[The exercise]
Copy the stretch from the line containing "GET /api/detect?query=man's beard" through the line containing "top-left (289, 82), bottom-right (302, 100)", renaming every "Response" to "Result" and leaving the rest as it is.

Data items
────────
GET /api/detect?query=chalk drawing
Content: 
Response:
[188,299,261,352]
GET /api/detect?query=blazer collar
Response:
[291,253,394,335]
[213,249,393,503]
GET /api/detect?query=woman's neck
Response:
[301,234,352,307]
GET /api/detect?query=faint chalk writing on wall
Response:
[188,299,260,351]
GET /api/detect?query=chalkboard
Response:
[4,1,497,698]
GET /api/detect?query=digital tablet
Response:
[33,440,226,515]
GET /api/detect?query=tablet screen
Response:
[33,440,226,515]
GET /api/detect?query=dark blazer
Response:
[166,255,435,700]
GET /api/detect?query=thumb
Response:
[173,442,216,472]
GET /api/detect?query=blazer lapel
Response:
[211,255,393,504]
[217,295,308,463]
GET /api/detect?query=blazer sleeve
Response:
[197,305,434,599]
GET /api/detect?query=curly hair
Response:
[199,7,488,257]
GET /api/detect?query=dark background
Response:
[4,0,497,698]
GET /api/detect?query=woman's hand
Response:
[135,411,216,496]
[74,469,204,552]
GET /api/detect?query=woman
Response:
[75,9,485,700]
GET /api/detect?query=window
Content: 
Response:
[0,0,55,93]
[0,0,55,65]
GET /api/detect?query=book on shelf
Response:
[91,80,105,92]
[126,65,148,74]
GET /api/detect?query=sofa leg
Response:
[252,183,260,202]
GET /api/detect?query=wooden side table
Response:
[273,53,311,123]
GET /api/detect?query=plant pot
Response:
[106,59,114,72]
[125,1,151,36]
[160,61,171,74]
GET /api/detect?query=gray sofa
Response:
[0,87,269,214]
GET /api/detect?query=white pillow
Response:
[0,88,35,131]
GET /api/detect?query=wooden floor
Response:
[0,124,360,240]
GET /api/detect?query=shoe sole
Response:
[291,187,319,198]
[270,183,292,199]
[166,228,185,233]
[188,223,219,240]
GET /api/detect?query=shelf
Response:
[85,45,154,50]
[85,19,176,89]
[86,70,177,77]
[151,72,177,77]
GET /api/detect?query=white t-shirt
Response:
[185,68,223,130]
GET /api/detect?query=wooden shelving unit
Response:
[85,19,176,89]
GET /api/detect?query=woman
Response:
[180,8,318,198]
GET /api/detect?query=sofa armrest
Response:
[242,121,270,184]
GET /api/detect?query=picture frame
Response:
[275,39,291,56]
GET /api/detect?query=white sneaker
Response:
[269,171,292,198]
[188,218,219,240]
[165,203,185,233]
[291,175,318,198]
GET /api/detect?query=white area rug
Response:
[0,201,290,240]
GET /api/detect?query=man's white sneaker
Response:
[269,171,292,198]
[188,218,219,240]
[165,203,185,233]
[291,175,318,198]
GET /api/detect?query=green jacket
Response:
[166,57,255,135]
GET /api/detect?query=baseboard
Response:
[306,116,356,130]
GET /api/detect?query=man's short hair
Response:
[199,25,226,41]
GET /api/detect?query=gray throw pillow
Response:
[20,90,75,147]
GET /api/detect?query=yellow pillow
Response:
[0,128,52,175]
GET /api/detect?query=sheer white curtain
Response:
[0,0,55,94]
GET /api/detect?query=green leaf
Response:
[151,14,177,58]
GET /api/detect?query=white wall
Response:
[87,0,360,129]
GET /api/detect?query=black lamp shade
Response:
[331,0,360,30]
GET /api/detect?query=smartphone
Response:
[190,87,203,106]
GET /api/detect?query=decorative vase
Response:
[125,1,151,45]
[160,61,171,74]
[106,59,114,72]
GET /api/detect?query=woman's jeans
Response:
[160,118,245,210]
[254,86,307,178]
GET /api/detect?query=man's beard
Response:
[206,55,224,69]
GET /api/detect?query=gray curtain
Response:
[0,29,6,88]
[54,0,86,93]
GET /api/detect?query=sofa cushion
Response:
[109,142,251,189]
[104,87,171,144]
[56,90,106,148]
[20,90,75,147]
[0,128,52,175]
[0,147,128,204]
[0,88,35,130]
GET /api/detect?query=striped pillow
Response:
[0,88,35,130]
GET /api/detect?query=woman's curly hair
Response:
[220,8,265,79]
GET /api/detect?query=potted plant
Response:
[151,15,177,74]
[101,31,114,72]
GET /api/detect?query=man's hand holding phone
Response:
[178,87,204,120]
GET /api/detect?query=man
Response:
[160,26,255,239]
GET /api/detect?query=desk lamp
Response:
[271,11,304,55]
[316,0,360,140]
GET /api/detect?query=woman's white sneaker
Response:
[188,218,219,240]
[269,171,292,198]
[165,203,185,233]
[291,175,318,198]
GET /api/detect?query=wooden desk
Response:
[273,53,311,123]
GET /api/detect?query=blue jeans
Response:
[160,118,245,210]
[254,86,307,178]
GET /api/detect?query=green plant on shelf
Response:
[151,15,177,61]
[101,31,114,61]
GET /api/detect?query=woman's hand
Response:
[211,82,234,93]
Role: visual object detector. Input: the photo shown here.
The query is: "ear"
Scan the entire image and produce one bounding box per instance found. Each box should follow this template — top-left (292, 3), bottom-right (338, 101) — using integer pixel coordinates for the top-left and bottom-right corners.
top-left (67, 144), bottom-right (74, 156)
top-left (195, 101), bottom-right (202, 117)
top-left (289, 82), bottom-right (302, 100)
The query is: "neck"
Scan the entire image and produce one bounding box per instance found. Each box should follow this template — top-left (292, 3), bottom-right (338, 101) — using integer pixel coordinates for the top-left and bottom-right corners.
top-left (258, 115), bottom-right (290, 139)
────────
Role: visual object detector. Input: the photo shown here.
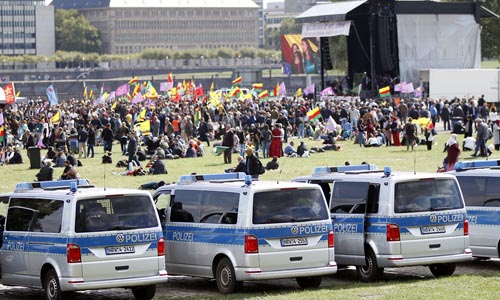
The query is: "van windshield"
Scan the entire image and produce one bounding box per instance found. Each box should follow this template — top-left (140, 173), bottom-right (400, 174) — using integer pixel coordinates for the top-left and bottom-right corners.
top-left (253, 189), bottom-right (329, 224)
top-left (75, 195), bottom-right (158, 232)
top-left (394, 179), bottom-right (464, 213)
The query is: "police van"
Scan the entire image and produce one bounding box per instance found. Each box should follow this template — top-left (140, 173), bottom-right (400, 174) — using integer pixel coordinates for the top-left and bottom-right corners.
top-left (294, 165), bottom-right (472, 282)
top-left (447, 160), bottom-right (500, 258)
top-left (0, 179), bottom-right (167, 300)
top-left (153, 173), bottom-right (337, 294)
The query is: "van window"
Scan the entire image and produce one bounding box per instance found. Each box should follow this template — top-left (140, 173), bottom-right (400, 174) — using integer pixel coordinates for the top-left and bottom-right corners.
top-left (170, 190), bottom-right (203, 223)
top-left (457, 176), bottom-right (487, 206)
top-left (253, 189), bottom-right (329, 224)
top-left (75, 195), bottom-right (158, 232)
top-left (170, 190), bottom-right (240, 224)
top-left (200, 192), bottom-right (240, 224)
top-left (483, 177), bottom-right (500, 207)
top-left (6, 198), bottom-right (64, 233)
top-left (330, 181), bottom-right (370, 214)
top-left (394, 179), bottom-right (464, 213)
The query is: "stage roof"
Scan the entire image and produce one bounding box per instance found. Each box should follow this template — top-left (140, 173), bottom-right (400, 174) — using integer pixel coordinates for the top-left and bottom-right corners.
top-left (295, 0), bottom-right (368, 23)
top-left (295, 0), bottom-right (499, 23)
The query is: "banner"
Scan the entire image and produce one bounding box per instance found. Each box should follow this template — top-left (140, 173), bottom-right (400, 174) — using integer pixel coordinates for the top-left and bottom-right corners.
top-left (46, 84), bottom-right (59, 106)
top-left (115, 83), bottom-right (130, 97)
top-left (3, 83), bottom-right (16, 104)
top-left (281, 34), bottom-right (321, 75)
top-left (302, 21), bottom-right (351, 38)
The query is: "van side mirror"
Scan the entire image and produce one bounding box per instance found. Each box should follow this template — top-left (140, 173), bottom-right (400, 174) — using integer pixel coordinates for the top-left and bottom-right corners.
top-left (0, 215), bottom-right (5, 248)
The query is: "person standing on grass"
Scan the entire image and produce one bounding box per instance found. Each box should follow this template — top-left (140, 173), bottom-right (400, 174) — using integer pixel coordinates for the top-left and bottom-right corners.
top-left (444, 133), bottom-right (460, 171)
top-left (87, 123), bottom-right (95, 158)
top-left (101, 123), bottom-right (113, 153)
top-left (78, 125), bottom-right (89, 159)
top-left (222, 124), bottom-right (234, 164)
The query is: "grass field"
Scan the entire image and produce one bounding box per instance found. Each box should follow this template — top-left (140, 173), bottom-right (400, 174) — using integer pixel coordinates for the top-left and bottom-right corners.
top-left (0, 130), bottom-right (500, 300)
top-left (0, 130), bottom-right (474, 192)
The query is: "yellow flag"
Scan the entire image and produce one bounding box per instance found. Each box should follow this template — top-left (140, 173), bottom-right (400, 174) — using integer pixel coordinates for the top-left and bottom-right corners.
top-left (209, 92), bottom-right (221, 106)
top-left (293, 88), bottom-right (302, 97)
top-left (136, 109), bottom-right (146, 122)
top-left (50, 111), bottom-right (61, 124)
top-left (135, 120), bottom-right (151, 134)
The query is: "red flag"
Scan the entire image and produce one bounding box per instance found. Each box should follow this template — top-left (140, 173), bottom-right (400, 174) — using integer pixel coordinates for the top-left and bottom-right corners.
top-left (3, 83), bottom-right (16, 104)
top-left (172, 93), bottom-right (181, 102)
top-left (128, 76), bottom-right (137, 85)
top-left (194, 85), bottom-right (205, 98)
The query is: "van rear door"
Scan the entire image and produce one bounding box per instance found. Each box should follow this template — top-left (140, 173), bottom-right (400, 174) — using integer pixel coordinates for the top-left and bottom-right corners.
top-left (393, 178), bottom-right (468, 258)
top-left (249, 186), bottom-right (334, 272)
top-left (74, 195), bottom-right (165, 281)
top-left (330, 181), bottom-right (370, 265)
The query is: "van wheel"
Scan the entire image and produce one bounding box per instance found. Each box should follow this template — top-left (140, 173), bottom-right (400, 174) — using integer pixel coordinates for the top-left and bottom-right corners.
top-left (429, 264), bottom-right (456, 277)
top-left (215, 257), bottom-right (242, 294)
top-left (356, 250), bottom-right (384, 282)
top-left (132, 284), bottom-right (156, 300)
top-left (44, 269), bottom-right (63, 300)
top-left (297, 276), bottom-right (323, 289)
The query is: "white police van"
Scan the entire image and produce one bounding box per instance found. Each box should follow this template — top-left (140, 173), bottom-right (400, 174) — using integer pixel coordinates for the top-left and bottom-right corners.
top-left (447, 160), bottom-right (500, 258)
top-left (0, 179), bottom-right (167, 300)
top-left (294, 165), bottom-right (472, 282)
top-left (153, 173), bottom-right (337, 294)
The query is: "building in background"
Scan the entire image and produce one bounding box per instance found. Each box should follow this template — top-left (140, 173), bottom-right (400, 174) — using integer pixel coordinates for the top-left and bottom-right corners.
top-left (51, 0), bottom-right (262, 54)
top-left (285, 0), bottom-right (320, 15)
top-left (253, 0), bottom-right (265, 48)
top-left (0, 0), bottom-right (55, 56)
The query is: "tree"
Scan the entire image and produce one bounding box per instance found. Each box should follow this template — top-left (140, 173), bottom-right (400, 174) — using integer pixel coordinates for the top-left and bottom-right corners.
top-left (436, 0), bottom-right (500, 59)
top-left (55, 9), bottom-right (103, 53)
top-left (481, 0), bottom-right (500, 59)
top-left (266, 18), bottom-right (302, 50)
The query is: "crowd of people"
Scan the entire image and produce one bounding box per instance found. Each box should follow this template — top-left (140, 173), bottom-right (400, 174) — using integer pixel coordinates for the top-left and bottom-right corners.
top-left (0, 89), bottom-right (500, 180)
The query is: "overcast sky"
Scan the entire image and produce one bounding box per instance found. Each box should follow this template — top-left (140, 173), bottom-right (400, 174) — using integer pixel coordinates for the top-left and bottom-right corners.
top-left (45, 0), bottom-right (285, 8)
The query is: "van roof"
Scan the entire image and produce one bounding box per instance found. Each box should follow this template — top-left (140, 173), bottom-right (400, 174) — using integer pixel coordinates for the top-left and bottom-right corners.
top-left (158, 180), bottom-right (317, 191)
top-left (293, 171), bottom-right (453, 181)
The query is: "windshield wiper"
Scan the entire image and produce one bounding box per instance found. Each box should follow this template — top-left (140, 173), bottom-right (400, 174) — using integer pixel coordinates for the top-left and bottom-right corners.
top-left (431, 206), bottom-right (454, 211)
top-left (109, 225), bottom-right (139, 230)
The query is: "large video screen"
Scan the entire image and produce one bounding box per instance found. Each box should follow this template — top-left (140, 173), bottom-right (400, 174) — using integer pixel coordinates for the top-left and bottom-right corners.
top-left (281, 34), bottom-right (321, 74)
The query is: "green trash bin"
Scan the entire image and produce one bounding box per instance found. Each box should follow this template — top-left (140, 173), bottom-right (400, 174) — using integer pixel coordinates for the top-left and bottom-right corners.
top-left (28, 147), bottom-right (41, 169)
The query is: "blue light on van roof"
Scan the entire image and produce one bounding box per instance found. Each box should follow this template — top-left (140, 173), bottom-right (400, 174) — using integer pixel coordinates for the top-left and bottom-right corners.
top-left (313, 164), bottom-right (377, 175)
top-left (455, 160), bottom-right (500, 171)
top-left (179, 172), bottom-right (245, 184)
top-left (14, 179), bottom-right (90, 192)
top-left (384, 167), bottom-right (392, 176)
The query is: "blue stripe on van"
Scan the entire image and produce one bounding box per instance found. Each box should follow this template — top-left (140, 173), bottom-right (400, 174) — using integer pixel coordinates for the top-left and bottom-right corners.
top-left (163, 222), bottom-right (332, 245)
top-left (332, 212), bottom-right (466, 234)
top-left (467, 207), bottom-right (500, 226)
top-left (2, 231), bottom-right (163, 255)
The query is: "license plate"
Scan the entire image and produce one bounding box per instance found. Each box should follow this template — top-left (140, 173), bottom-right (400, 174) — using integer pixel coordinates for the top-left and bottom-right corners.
────────
[Result]
GET /api/detect?query=man's beard
Result:
[206,55,224,69]
GET /api/detect?query=gray curtain
Result:
[0,29,6,88]
[54,0,86,93]
GET /api/detect?query=sofa cushion
Result:
[109,142,251,189]
[104,87,171,144]
[56,90,106,148]
[20,90,75,147]
[0,128,52,175]
[0,147,128,204]
[0,88,35,130]
GET /api/detect?query=striped pillow
Result:
[0,88,35,130]
GET /api/detect?query=woman's curly hair
Result:
[220,8,265,79]
GET /api/detect?query=potted plant
Result:
[151,15,177,74]
[101,31,114,72]
GET /api/detect?query=man's hand holding phone
Result:
[178,87,204,120]
GET /api/detect?query=man
Result:
[160,26,255,239]
GET /api/detect?query=desk lamp
Result:
[271,11,304,55]
[316,0,360,140]
GET /api/detect?query=woman's white sneaker
Result:
[188,218,219,240]
[269,171,292,198]
[165,203,185,233]
[291,175,318,198]
GET /api/detect?query=wooden desk
Result:
[273,53,311,123]
GET /api/detect?query=blue jeans
Result:
[160,118,245,210]
[254,86,307,178]
GET /api/detect?query=green plant on shelf
Result:
[151,15,177,61]
[101,31,114,61]
GET /api/detect?query=woman's hand
Result:
[211,82,234,93]
Role: visual object detector. Input: the photo shown here.
The query is: "ear"
Scan the entire image and produce one bounding box per instance found. Each box should follow this template — top-left (292, 3), bottom-right (338, 101) — using integer pixel coordinates for the top-left and bottom-right corners.
top-left (67, 144), bottom-right (74, 156)
top-left (195, 101), bottom-right (202, 117)
top-left (289, 82), bottom-right (302, 100)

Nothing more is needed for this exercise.